ADA : Avant hier [et le soir même également, ndlr], tu as joué une chanson de Leonard Cohen, vous étiez amis, non ? Tu as même enregistré le titre Tropical dans sa cuisine !
Troy : C’est triste qu’il soit mort. C’était un homme très cool. J’étais chez lui l’an dernier, et même dans ses dernières années, à plus de 80 ans, toutes les nuits, il jouait de la musique. C’était horrible parce que je ne pouvait pas dormir, mais c’était beau, un homme de cet âge aussi inspiré, je l’entendais prendre sa guitare acoustique et c’était d’une beauté, ça traversait les murs, c’était obsédant, envoûtant. Il jouait de la musique chaque jour, et pour moi c’était très chouette à voir. Certains ont de l’espoir, de la foi, je n’ai ni l’un ni l’autre, j’aimerais bien ruser pour trouver un moyen de continuer et faire ça toute ma vie. Je pense que c’est beau d’entendre un vieil homme chanter et jouer de la guitare, parce qu’il n’avait pas à écrire des chansons, mais il était plein de musique et de créativité.
ADA : Comment as-tu rencontré ton batteur / guitariste, Leon ?

________________________

## CONSIGNE:
Remplacez « guitare acoustique » par « guitare électrique » dans le passage choisi, de « Troy : C’est » à « guitariste, Leon ? », puis réécrivez ce fragment. Appuyez-vous uniquement sur le passage choisi.

## DONNÉES FOURNIES:
________________________

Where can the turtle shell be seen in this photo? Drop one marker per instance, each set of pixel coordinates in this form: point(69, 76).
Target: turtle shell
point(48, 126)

________________________

## RÉPONSE RÉDIGÉE:
Troy : C’est triste qu’il soit mort. C’était un homme très cool. J’étais chez lui l’an dernier, et même dans ses dernières années, à plus de 80 ans, toutes les nuits, il jouait de la musique. C’était horrible parce que je ne pouvait pas dormir, mais c’était beau, un homme de cet âge aussi inspiré, je l’entendais prendre sa guitare électrique et c’était d’une beauté, ça traversait les murs, c’était obsédant, envoûtant. Il jouait de la musique chaque jour, et pour moi c’était très chouette à voir. Certains ont de l’espoir, de la foi, je n’ai ni l’un ni l’autre, j’aimerais bien ruser pour trouver un moyen de continuer et faire ça toute ma vie. Je pense que c’est beau d’entendre un vieil homme chanter et jouer de la guitare, parce qu’il n’avait pas à écrire des chansons, mais il était plein de musique et de créativité.
ADA : Comment as-tu rencontré ton batteur / guitariste, Leon ?